EXERCISE: Rewrite the stretch of the SQL query passage from "What might not" through "within your query.", swapping "optimizer" for "query planner".

## Begin PASSAGE

If you do want to make a comparison, consider it as learning linear algebra: by putting all that effort into this one subject, you know that you will be able to use it to master machine learning as well!

In short, this is why you should learn this query language:

  • It’s is fairly easy to learn, even for total newbies. The learning curve is quite easy and gradual, so you’ll be writing queries in no time.
  • It follows the “learn once, use anywhere” principle, so it’s a great investment of your time!
  • It’s an excellent addition to programming languages; In some cases, writing a query is even preferred over writing code because it’s more performant!

What are you still waiting for? :)

 

SQL Processing & Query Execution

 
To improve the performance of your SQL query, you first have to know what happens internally when you press the shortcut to run the query.

First, the query is parsed into a “parse tree”; The query is analyzed to see if it satisfies the syntactical and semantical requirements. The parser creates an internal representation of the input query. This output is then passed on to the rewrite engine.

It is then the task of the optimizer to find the optimal execution or query plan for the given query. The execution plan defines exactly what algorithm is used for each operation, and how the execution of the operations is coordinated.

To indeed find the most optimal execution plan, the optimizer enumerates all possible execution plans, determines the quality or cost of each plan, takes information about the current database state and then chooses the best one as the final execution plan. Because query optimizers can be imperfect, database users and administrators sometimes need to manually examine and tune the plans produced by the optimizer to get better performance.

Now you probably wonder what is considered to be a “good query plan”.

As you already read, the quality of cost of a plan plays a huge role. More specifically, things such as the number of disk I/Os that are required to evaluate the plan, the plan’s CPU cost and the overall response time that can be observed by the database client and the total execution time are essential. That is where the notion of time complexity will come in. You’ll read more about this later on.

Next, the chosen query plan is executed, evaluated by the system’s execution engine and the results of your query are returned.

 

Writing SQL Queries

 
What might not have become clear from the previous section is that the Garbage In, Garbage Out (GIGO) principle naturally surfaces within the query processing and execution: the one who formulates the query also holds the keys to the performance of your SQL queries. If the optimizer gets a badly formulated query, it will only be able to do as much…

That means that there are some things that you can do when you’re writing a query. As you already saw in the introduction, the responsibility is two-fold: it’s not only about writing queries that live up to a certain standard, but also about gathering an idea of where performance problems might be lurking within your query.

## End PASSAGE
## Begin RECORD LIST

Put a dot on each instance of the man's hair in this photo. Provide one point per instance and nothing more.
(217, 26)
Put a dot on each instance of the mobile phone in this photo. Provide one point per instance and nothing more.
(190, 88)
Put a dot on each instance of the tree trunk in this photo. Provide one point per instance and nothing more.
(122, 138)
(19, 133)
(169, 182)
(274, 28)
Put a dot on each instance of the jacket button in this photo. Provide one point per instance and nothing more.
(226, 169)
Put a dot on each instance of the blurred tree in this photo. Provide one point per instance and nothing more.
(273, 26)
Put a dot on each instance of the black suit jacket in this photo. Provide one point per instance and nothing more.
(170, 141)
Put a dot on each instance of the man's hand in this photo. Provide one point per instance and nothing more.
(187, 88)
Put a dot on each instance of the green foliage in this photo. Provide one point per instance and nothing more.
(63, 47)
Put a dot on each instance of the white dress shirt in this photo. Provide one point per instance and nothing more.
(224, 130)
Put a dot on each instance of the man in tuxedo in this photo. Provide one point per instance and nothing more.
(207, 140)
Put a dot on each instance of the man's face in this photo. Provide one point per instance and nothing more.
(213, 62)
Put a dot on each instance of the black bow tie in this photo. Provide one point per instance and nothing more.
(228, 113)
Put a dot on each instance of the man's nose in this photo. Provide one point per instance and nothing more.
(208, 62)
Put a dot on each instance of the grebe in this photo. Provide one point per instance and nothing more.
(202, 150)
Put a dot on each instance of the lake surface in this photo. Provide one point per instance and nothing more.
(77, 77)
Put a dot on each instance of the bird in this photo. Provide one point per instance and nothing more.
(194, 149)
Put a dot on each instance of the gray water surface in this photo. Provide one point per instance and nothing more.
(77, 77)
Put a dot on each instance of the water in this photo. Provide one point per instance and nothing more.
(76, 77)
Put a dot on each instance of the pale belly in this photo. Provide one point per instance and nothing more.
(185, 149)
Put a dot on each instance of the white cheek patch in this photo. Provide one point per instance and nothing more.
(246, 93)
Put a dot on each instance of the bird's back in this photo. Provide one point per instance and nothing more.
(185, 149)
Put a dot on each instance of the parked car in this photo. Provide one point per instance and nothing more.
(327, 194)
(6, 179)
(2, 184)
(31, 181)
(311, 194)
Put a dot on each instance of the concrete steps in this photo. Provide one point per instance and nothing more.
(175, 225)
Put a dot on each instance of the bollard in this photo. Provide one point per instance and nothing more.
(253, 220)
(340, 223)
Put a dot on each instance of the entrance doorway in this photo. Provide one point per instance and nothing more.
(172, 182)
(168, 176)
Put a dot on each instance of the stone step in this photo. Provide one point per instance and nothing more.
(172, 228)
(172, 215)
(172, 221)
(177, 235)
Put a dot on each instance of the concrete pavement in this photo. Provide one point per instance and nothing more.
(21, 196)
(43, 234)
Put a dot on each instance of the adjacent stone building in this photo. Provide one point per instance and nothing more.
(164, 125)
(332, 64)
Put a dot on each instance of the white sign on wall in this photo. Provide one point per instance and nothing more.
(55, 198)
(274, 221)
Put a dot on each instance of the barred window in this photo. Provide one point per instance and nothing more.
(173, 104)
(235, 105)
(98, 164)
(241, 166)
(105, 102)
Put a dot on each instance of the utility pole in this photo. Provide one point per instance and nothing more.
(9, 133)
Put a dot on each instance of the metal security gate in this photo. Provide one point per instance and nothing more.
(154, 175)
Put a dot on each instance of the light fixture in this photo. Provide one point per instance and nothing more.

## End RECORD LIST

RESULT OF THE TASK:
What might not have become clear from the previous section is that the Garbage In, Garbage Out (GIGO) principle naturally surfaces within the query processing and execution: the one who formulates the query also holds the keys to the performance of your SQL queries. If the query planner gets a badly formulated query, it will only be able to do as much…

That means that there are some things that you can do when you’re writing a query. As you already saw in the introduction, the responsibility is two-fold: it’s not only about writing queries that live up to a certain standard, but also about gathering an idea of where performance problems might be lurking within your query.